* _EXTRACT TO READ_:
The idea at the end of the day is to promote people's blogs, while having a bit of fun and at the end of it I will be one Blogger will be crowned as the inaugural "Blog of War" champion….Anyone interested? Closing date for entries 2nd April 2011
If you are, send me your Blog address and a contact email to
niel.black@ntlworld.com with a subject title “Blog of War – I’m interested in giving it a tug….”
I would also be interested in subjects and ideas for competitors to blog about (I have a few ideas myself but I’m sure there are far more creative people than me out there) – any Ideas used will be credited to me to the supplier. Send ideas to niel.black@ntlworld.com. Title – “Blog of War – I want someone to blog the shit out of the following idea….”
If you like the plan, I would appreciate it if you would advertise the Blog of War on your own blog, whether you wish to enter yourself or just enjoy the competition as a voyeur….
How it will work
Depending on the number of entries (If I get none, don’t worry I won’t be down about it. I will just crown myself as the Blog of War champion and move on with my life) names will be drawn out of a hat and allocated a topic.
It will be a knockout competition where bloggers who enter the competition (after all you have to be in it to win it) are given a subject or task to create a blog about.
Each week two bloggers will go head to head.
Readers then vote for the blog which they think has done the best job that week and the winner moves onto the next round.
The blog post will be hosted on the blogger's own site and must have a link to their opponent's blog as well as a link to a central area for readers to have the opportunity to cast a vote for the blog that they feel won that week's battle as well as being able to see past results.
Go on, you know you want to enter.....
Since my entry into Battle of the Blogs didn’t get to see the light of day I thought I would give it an airing here.
The task set was "Nose picking"
My opponent was instructed to defend nose picking
My task was to act as the prosecution
Nose picking - The argument against
Let’s start at the beginning, picking noses for your child
Should parents be allowed to select a nose for their unborn child?
Face it, many people’s lives have been blighted by their parents’ choice of name
If you don’t believe me try living your life as :-
- Richard Head (Dick Head)
- Penny Black (The name I was going to be if I had not been born a gonad scratching, toilet seat leaver upper, hairy Neanderthal, with curves in all the wrong places….Phew, that would certainly have left a stamp on my life)
- Emma Royd (Which frankly would be like living with a constant pain in your backside)
- Mike Rotch (out of common decency I decided not to go with Hunt)
- While you might feel sorry for Fred Art that is as nothing compared to his poor sister Fanny Fiona…..Please don’t make me spell it out – She was so desperate to lose her maiden name that she did not think things through when she accepted a proposal from Mr. Sack.
I can just imagine Randy’s first day at school
Randy - "Hi I’m Randy"
All the other Kids – “snigger,giggle phenarf phenarf”
Teacher – “Out of my sight you disgusting pervert ”
Resulting in instant expulsion for getting fresh with the teacher, being home schooled and not having any friends….. The only saving grace being that the nose he was born with was perfection personified and the only reason for him to live. This might not have been the case if Mr & Mrs Sod had been allowed to choose Randy’s nose as well … research has shown that 99% of parents who call their child Randy, when given the choice, would select this nose.

* _GOALS_:
a - Give the full names that open the dashed lines in the blog post about nose picking.
b - Please resume the blog post about the Blog of War and nose picking, picking up right after its last sentence.
The records that come next have nothing to do with the blog post.

* _LISTED RECORDS_:
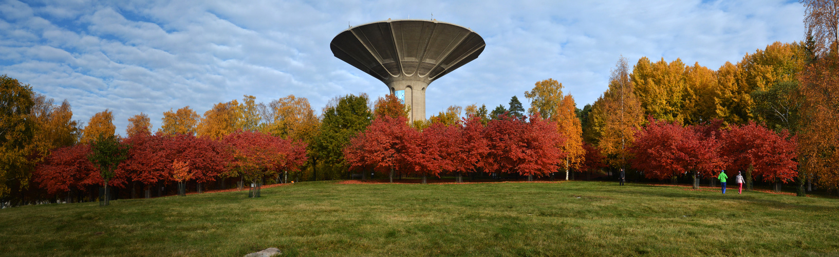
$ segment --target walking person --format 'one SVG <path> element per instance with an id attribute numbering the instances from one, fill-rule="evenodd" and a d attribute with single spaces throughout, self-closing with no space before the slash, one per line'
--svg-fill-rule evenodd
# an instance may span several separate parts
<path id="1" fill-rule="evenodd" d="M 717 178 L 720 179 L 720 184 L 722 184 L 722 194 L 725 194 L 726 193 L 726 179 L 728 178 L 728 176 L 726 175 L 726 170 L 722 170 L 722 171 L 720 171 L 720 175 L 717 175 Z"/>
<path id="2" fill-rule="evenodd" d="M 734 181 L 737 182 L 737 186 L 740 187 L 740 191 L 737 194 L 743 194 L 743 183 L 745 182 L 745 181 L 743 180 L 743 171 L 737 172 L 737 177 L 734 179 Z"/>

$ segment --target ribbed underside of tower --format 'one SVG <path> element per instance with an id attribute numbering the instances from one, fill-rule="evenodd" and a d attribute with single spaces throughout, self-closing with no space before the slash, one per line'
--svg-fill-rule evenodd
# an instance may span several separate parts
<path id="1" fill-rule="evenodd" d="M 474 31 L 436 20 L 402 19 L 350 28 L 332 39 L 335 57 L 382 81 L 425 118 L 425 89 L 477 58 L 486 44 Z"/>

* _RESULTS OF THE EXERCISE_:
a - Richard Head, Penny Black, Emma Royd, Mike Rotch

b -
Then there would be that first day at work – actually, scrub that - at his job interviews
Randy - "Hi I’m Randy"
Prospective new boss -“Sorry we are not hiring at the moment”
Until
Randy - "Hi I’m Randy"
Porn director -“That’s good to hear. When can you start?”
In short, parents should not be allowed to pick anything for their children, let alone noses – otherwise they may well be turned into friendless porn stars
If you don’t believe me check out these almost-famous porn stars:
Randy Allnightlong (famed for being very pale as he never got any daytime work)
Randy Duracell (The red head with real staying power)
Randy Limpdick (To be honest they didn’t really make it big in the business)
Randy Newman (Allegedly reborn after every film, probably just as well if you check out some of his back catalogue- I don’t just make this stuff up….well not all of it)
- Bad Love (I’m guessing he got better with practice)
- Can't Keep a Good Man Down (seems to be heading in the right direction)
- Mama Told Me not to come (some useful parental advice if you are wanting to make it big in the Porn market)
- Pretty Boy (Can’t hurt your career)
- Naked Man (they obviously grow up fast in the business)
- He gives us all his love (He’s not holding back is he)
- I Love L.A (What all of L.a. , is there no stopping this man?)
- Mr Sheep (a bit specialized and certainly not for everyone)
That still leaves the question, should people be allowed to pick their own nose after a certain age?
Again the answer is no, based on extensive BlackLOG research, the arguments being :-
- Humans are so sheep-like that 90% of people will pick the same nose – how dull would that be?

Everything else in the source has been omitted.